WHAT YOU ARE ASKED TO DO
Return every record below exactly.
(MATERIAL SUPPLIED Opens)
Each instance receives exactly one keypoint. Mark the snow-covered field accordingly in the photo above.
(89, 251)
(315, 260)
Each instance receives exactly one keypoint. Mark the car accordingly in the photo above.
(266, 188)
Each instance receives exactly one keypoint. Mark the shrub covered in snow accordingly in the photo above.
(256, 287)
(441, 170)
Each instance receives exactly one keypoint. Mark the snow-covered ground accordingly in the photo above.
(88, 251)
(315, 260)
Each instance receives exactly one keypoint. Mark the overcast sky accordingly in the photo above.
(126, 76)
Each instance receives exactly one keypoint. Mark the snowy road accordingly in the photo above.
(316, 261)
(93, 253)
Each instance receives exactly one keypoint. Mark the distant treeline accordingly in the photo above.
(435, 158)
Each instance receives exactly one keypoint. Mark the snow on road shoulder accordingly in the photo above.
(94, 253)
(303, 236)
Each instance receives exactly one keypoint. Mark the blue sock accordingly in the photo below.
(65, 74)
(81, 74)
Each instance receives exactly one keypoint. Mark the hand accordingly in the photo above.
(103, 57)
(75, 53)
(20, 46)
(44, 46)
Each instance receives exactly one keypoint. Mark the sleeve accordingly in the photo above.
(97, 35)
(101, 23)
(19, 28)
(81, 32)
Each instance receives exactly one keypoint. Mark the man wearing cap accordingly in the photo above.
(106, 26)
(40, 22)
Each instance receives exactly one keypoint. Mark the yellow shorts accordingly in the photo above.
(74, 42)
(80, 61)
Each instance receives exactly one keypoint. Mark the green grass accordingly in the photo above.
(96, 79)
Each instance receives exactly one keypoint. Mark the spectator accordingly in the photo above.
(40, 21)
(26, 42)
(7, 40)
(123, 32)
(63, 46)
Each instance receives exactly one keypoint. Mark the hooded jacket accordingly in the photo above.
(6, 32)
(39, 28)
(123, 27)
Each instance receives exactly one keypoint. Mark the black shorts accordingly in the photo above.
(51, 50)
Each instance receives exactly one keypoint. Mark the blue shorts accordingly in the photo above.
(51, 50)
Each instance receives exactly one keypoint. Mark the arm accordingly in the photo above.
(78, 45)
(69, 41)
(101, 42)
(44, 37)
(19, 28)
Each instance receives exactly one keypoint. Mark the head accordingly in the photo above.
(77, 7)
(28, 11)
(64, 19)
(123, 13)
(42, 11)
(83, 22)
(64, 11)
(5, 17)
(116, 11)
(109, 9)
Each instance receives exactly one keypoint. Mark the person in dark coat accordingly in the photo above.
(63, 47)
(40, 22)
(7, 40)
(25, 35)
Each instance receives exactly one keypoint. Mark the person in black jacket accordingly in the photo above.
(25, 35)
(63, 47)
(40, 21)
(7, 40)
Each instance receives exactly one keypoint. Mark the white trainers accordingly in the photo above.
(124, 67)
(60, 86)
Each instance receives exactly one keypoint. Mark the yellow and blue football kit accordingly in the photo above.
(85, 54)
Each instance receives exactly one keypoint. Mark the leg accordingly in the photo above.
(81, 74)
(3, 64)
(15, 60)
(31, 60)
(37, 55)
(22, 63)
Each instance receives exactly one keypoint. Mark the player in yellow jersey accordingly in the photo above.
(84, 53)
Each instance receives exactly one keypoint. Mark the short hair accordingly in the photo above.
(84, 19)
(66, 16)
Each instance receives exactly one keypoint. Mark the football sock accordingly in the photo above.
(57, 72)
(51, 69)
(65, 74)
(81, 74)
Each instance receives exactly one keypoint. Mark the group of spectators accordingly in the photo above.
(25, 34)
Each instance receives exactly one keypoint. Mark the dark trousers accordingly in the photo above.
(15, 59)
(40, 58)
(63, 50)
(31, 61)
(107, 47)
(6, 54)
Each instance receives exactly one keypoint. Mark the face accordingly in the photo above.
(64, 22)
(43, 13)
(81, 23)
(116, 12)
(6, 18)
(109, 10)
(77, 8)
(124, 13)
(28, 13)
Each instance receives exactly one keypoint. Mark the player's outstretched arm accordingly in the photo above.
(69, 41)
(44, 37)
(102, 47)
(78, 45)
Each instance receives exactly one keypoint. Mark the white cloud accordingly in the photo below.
(MATERIAL SUPPLIED Closes)
RESPONSE AREA
Each instance receives exactly one keypoint. Mark the snow-covered field accordingly in the photo above.
(89, 251)
(315, 260)
Each instance receives exactly one keypoint. Mark the car accordingly in the photo above.
(266, 188)
Each instance receives exactly one keypoint. Mark the shrub covered in snow accordingly in the photo above.
(256, 287)
(441, 170)
Each instance receives exactly one keypoint. Mark the snow-covered ground accordingly in the photo above.
(88, 251)
(315, 260)
Each instance receives exactly one keypoint. Mark the overcast sky accordingly in the photo above.
(126, 76)
Each instance receives exactly one keypoint. Mark the snowy road accordingly in the photo above.
(316, 261)
(93, 253)
Each instance receives exactly one keypoint. Mark the distant treeline accordingly in the photo above.
(435, 158)
Each instance receives exactly one keypoint. Mark the snow on road shoulder accordingly in the photo above.
(94, 253)
(303, 236)
Each instance receives exactly one keypoint. Mark the blue sock accordingly in the photo below.
(65, 74)
(81, 74)
Each instance receives exactly one keypoint. Mark the hand accordingly in the photo above.
(103, 57)
(75, 53)
(20, 46)
(44, 46)
Each instance receives exactly one keypoint. Mark the sleeve accordingly in the photo above.
(97, 35)
(101, 23)
(19, 28)
(81, 32)
Each instance receives exactly one keypoint. Mark the man wearing cap accordingly in the photo above.
(106, 26)
(40, 22)
Each instance receives exactly one keypoint. Mark the yellow shorts accordingly in the photo above.
(74, 42)
(80, 61)
Each instance receives exactly one keypoint. Mark the green grass accordingly in the photo above.
(96, 79)
Each instance receives exactly one keypoint. Mark the spectator accordingly in the photo above.
(40, 21)
(26, 42)
(7, 40)
(123, 32)
(63, 46)
Each instance receives exactly one keypoint. Mark the hooded jacket accordingly in the photo above.
(6, 32)
(39, 28)
(123, 27)
Each instance receives exactly one keypoint. Mark the black shorts accordingly in the photo above.
(51, 50)
Each instance receives exactly one keypoint. Mark the blue shorts accordingly in the photo above.
(51, 50)
Each instance receives exactly one keypoint. Mark the arm accordingly in the photo above.
(78, 45)
(69, 41)
(101, 42)
(44, 37)
(19, 28)
Each instance receives exactly one keypoint. Mark the head accordingly in the photo above.
(77, 7)
(28, 11)
(64, 19)
(123, 13)
(42, 11)
(83, 22)
(64, 11)
(5, 17)
(116, 11)
(109, 9)
Each instance receives exactly one keypoint. Mark the person in dark coat accordingly in the photo above.
(63, 47)
(40, 22)
(7, 40)
(25, 35)
Each instance receives exactly one keypoint. Mark the person in black jacket accordingly in the photo above.
(25, 35)
(63, 47)
(40, 21)
(7, 40)
Each instance receives exactly one keypoint. Mark the white trainers accordingly in the photo above.
(124, 67)
(60, 86)
Each instance receives exactly one keypoint. Mark the yellow and blue football kit accordingly in the photo above.
(85, 54)
Each instance receives exactly one keypoint. Mark the leg accordingly in the photo above.
(81, 74)
(3, 64)
(15, 60)
(31, 60)
(37, 55)
(22, 63)
Each instance receives exactly one keypoint. Mark the player in yellow jersey accordingly in the photo above.
(84, 53)
Each instance receives exactly one keypoint. Mark the short hair accordingly in the photo above.
(84, 19)
(66, 16)
Each instance receives exactly one keypoint. Mark the football sock accordingly in the photo above.
(57, 72)
(51, 69)
(65, 74)
(81, 74)
Each instance receives exactly one keypoint. Mark the group of spectators accordingly in the photo above.
(25, 34)
Each instance receives exactly one keypoint. Mark the dark trousers accordingly in the photo above.
(15, 59)
(40, 58)
(63, 50)
(31, 61)
(107, 47)
(6, 54)
Each instance receives exactly one keypoint. Mark the face accordingly in the photo above.
(64, 22)
(43, 13)
(81, 23)
(116, 12)
(6, 18)
(109, 10)
(77, 8)
(124, 13)
(28, 13)
Each instance receives exactly one keypoint. Mark the player's outstretched arm accordingly in the photo above.
(69, 41)
(44, 37)
(102, 47)
(78, 45)
Each instance receives exactly one keypoint. Mark the white cloud accordingly in the photo below.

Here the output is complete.